- _Exercise instructions_
Update the lines below by replacing "pixel coordinates" with "image coordinates" each time it occurs, keeping everything else unchanged. Leave the picture out of your answer.

================================

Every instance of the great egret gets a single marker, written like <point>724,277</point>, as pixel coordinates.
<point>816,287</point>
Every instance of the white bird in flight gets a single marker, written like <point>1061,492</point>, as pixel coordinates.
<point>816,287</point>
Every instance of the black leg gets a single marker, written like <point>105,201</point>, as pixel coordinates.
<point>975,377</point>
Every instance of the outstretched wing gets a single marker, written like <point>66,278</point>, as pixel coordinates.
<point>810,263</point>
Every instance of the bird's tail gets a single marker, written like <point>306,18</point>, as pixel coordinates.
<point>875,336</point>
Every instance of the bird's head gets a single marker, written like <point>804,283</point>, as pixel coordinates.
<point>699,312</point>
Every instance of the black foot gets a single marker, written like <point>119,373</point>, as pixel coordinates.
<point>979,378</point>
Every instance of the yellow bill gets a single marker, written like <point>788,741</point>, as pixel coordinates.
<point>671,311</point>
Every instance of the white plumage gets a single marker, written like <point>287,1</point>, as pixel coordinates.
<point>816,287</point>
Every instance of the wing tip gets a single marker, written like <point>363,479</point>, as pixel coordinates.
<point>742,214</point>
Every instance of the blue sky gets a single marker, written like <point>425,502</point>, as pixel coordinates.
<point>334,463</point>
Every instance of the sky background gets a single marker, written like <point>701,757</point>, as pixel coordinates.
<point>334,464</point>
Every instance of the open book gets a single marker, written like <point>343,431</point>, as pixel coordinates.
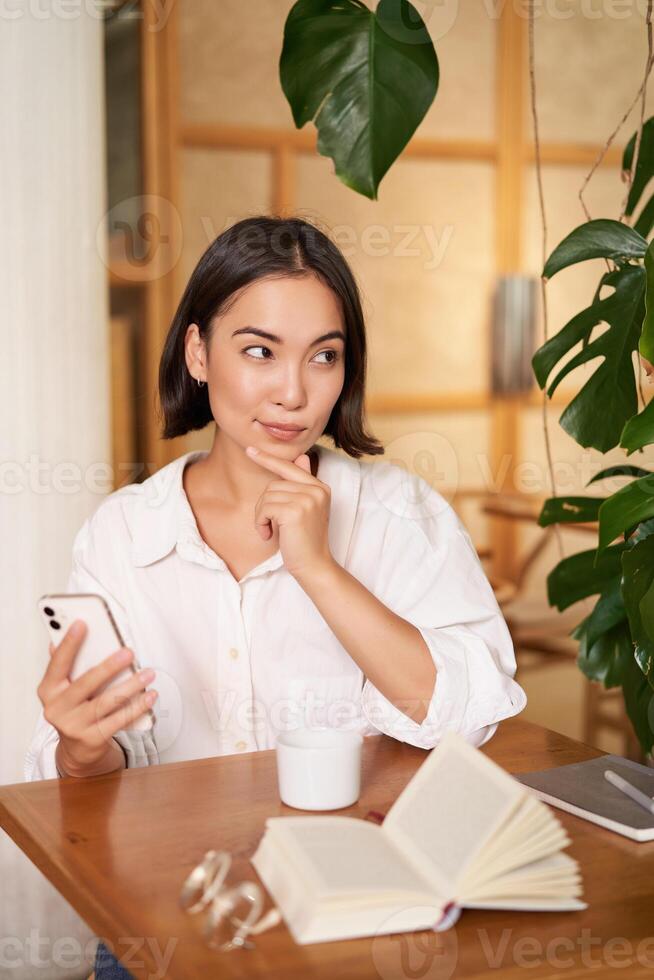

================================

- _Result_
Every instance of the great egret gets a single marker, written like <point>724,277</point>, as image coordinates.
<point>816,287</point>
Every instance of the white bird in flight gets a single marker, written like <point>1061,492</point>, as image coordinates.
<point>816,287</point>
Every instance of the black leg gets a single marker, written like <point>105,201</point>, as image coordinates.
<point>975,377</point>
Every instance of the outstretched wing gets a single marker, written like <point>66,278</point>, as image coordinates.
<point>810,263</point>
Every instance of the bird's tail gets a single marker, written like <point>306,18</point>, as image coordinates.
<point>875,336</point>
Every instance of the bird's head gets a single marker, written like <point>804,283</point>, as image coordinates.
<point>699,312</point>
Every instance of the black foot gets a single marker, written like <point>119,373</point>, as image coordinates.
<point>979,378</point>
Every instance of the yellow bill gets a single marker, written like <point>788,741</point>, as image coordinates.
<point>671,311</point>
Every instance of the white plumage gets a single marker, written like <point>287,1</point>, as image coordinates.
<point>816,287</point>
Every instance of the wing tip gets a single marker, written like <point>363,479</point>, as image coordinates.
<point>742,214</point>
Every instance of the blue sky gets a single marker, written like <point>425,502</point>, as image coordinates.
<point>334,463</point>
Every instance of the sky background gets a single marker, written like <point>701,757</point>, as image coordinates.
<point>334,464</point>
Every instance of the open book gets a single marker, written like <point>343,431</point>, as image coordinates.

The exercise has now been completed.